Selected extract.
start
# Wotofo squonk mod



## Ryan69 (5/8/21)

Found this on line
Wotofo squonk dual battery or single with squonk
Specs
Wotofo sqonk mod

Product Type: Squonk Mod & Non-Squonk Mod
Size: 93.85mm (L) x 44.4mm (W) x 30mm (D)
Weight w/ Out Battery: 135g / 4.76oz
Materials: Zinc Alloy & PC
Wattage Range (Squonk): 5W – 80W
Wattage Range (Non-Squonk): 5W – 200W
Battery (Squonk): 1 x 18650 (Not Inc)
Battery (Non-Squonk): 2 x 18650’s (Not Inc)
Display: .96” TFT Screen
Squonk Bottle Capacity: 7mL
Charging Port: USB Type-C
Collaboration: MrJustRight1
Colors: Black, Gunmetal
Release date, Aug Sep 2021

Reactions: Like 3


----------



## DarthBranMuffin (5/8/21)

Nice seeing a bit of innovation coming into play there... but (why must there always be a but?)...
end
Excerpts of pointing data:
start
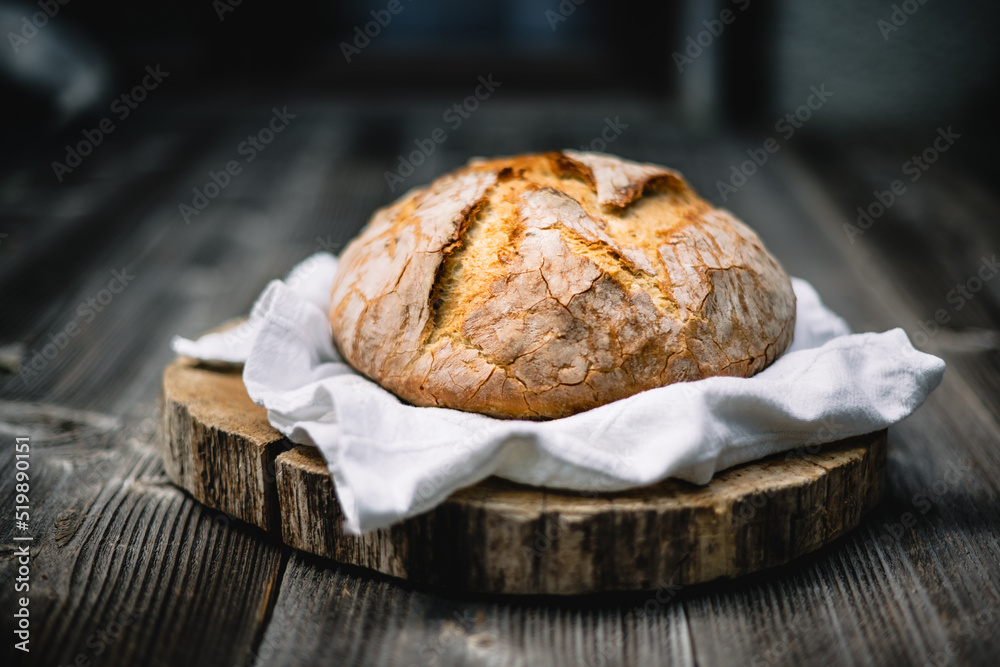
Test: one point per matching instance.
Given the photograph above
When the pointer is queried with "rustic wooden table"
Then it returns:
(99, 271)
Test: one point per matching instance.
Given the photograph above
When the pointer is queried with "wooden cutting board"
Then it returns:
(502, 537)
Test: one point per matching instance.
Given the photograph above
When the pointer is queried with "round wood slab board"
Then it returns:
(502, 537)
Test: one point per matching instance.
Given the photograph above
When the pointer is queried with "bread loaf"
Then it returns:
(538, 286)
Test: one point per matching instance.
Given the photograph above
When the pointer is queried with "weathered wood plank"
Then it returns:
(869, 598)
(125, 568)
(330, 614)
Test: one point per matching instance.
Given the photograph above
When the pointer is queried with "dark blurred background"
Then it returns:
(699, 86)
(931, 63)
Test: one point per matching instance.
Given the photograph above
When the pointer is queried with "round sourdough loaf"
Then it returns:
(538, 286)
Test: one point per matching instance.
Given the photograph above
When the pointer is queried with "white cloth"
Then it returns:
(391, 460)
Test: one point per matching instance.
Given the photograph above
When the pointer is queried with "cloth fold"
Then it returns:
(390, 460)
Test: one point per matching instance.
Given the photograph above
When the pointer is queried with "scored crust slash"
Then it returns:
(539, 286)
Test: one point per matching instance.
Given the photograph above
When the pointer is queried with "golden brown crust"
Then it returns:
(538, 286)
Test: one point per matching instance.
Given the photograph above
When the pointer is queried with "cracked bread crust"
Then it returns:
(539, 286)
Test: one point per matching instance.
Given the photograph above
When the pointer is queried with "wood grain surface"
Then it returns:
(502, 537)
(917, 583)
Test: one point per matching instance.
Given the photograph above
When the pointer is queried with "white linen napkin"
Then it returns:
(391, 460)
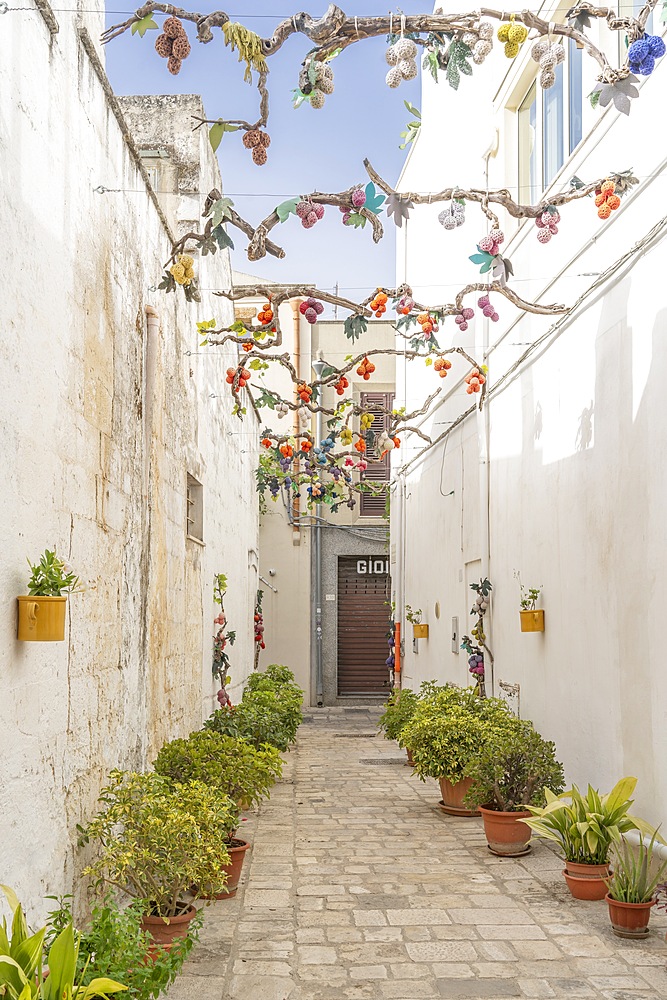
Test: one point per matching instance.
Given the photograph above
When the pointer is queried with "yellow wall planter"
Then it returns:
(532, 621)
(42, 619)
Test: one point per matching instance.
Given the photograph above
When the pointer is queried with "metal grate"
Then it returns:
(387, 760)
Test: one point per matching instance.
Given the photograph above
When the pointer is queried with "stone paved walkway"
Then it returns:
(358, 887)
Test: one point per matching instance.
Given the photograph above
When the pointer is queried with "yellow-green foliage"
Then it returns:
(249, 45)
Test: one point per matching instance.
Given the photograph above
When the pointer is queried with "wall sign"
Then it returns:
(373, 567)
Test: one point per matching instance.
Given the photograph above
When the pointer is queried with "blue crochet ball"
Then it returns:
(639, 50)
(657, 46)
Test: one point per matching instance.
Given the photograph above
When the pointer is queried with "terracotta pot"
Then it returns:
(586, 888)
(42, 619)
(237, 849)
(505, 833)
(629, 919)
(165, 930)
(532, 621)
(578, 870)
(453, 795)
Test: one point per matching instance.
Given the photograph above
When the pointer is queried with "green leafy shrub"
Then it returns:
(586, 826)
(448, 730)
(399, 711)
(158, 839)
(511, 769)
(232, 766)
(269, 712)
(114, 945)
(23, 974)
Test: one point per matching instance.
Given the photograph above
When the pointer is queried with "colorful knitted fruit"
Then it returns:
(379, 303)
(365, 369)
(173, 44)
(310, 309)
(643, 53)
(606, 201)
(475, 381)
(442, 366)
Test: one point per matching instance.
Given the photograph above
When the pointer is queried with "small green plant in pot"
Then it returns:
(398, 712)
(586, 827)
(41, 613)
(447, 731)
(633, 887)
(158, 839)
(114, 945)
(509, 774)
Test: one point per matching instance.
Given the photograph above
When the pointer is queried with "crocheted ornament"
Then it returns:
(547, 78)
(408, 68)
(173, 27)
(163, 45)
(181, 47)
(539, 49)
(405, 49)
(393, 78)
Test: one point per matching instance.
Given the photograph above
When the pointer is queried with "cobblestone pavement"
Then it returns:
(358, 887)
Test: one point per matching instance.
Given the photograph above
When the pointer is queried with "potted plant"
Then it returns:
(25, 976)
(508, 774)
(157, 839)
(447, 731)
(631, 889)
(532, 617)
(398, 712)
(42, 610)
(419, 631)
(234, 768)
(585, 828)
end
start
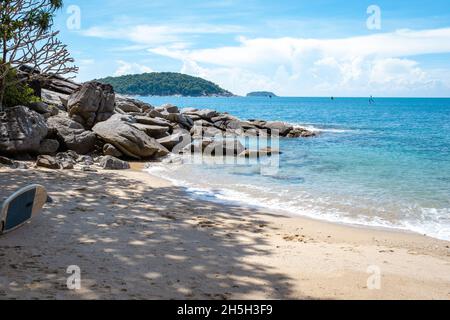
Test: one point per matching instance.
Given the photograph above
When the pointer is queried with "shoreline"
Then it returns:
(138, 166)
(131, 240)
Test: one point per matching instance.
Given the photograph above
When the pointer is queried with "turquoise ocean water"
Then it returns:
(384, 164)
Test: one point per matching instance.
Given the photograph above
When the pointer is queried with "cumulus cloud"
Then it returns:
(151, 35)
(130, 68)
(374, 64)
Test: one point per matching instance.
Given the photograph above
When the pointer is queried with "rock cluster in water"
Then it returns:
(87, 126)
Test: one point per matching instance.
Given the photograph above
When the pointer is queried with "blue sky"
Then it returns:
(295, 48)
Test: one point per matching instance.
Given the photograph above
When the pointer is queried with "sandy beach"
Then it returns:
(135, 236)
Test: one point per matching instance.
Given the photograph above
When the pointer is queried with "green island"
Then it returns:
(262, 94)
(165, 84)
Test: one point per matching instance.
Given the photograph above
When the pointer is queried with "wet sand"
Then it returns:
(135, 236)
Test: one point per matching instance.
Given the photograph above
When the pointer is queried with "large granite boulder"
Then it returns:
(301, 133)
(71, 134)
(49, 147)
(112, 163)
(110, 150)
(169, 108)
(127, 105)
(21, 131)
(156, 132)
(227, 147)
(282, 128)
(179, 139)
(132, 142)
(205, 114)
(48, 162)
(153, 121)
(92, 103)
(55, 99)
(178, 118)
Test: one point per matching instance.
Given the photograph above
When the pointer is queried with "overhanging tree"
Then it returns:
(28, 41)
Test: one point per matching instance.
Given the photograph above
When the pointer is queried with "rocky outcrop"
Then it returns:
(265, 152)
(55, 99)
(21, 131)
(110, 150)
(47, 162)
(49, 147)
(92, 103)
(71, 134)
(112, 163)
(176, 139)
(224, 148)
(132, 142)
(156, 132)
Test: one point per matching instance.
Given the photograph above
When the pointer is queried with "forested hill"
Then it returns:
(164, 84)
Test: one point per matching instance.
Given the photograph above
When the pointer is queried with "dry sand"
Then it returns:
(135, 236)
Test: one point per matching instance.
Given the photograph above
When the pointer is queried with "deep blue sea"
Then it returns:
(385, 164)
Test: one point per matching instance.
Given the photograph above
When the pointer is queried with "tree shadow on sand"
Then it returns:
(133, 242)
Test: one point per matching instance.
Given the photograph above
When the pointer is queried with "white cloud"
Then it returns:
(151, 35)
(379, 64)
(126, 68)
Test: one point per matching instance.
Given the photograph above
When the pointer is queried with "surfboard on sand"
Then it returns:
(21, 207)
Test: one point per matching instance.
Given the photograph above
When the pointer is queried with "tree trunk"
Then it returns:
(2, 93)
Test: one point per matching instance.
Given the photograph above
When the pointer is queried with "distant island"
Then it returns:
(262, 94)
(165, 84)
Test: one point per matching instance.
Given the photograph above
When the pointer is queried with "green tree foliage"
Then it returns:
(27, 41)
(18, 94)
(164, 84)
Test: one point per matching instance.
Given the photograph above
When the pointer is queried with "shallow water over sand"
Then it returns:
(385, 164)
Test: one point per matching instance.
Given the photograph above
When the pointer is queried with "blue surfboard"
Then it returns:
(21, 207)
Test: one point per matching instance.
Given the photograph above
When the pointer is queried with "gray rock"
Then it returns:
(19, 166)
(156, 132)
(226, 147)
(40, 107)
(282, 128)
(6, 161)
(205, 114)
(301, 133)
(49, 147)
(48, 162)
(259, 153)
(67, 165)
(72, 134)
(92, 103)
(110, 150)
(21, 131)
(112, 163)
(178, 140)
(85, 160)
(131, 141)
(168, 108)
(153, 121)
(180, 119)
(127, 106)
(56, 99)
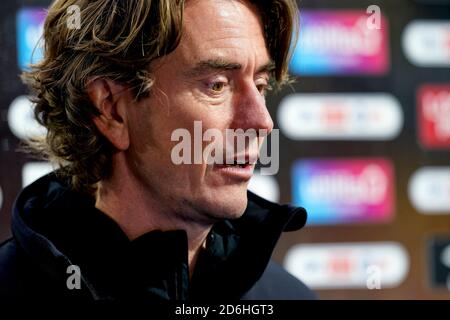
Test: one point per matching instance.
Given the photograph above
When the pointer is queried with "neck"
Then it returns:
end
Work to complete.
Write the next part of the forum thread about the Wotofo squonk mod, picking up right where it stops. The data has no role in this.

Written response.
just one concern: juice goes where the battery goes, so how do you plug that hole to make sure whatever is in the tube does not end up on your battery that now takes the place of the squonk bottle and causing a short.... 

Would be nice if they then give you a cover to close the battery completely too if you use it as a dual and not have the one battery exposed partially.

(ps: maybe just fix your heading of the thread, its a bit "quonky", i mean wonky... )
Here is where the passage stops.